___ Quoted passage

Biochar and iron minerals facilitate the reduction of pollution and sequestration of carbon in chloramphenicol-contaminated soil under dry conditions

Abstract

Addressing chloramphenicol (CAP) contamination and enhancing soil organic carbon (SOC) sequestration are vital for environmental sustainability. This research explored the combined influence of biochar (BC), iron mineral (Fe₂O₃), and their composite (FeBC) on CAP degradation and SOC distribution across various moisture regimes, including dry, wet, and dry-wet alternation (DWA) conditions. DWA conditions were the most effective at reducing bioavailable CAP residues. However, FeBC exhibited superior CAP removal efficiency over individual BC or Fe₂O₃ treatments, with the greatest reduction observed under dry conditions. Compared with those of the control without additives, reduction rates reached 46.98 % (DRY), 14.95 % (WET), and 23.81 % (DWA), respectively. BC primarily increased particulate organic carbon (POC) content, with a notable increase of 23 % under dry conditions. In contrast, Fe₂O₃ markedly increased mineral-associated organic carbon (MAOC) content by 62 %, with the strongest effect observed under dry conditions. However, no synergistic interaction between BC and Fe₂O₃ was detected in promoting carbon sequestration. Redundancy analysis indicated a negative correlation between soil moisture and both POC and MAOC, whereas BC and Fe₂O₃ showed positive correlations with POC and MAOC, respectively. Additionally, soil moisture, BC, and Fe₂O₃ influenced soil physicochemical properties and enzyme activities, which were closely associated with CAP removal and carbon sequestration processes. The transformation of bioavailable CAP was correlated with SOC forms: enhanced POC by BC and enhanced MAOC by Fe₂O₃ facilitated the fixation of CAP. This study provides theoretical support for the development of integrated “pollution control and carbon sequestration” technologies in soils.

______

What the exercise asks
In the abstract on biochar and iron minerals in chloramphenicol-contaminated soil, by what percentage did Fe₂O₃ increase mineral-associated organic carbon (MAOC) content?

___ Given entries

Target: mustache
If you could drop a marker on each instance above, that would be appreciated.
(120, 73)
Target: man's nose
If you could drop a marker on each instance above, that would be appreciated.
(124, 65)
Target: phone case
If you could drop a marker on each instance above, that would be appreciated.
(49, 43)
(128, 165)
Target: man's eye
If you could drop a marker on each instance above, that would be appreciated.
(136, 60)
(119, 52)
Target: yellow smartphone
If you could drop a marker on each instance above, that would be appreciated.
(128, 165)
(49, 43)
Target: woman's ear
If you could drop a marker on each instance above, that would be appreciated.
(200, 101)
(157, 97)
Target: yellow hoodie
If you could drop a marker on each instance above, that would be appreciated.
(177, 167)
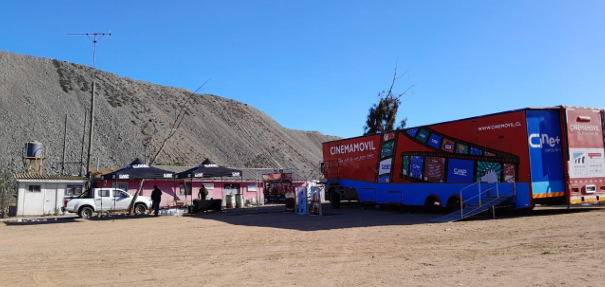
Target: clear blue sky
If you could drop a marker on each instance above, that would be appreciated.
(318, 65)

______

Exercise answer
62 %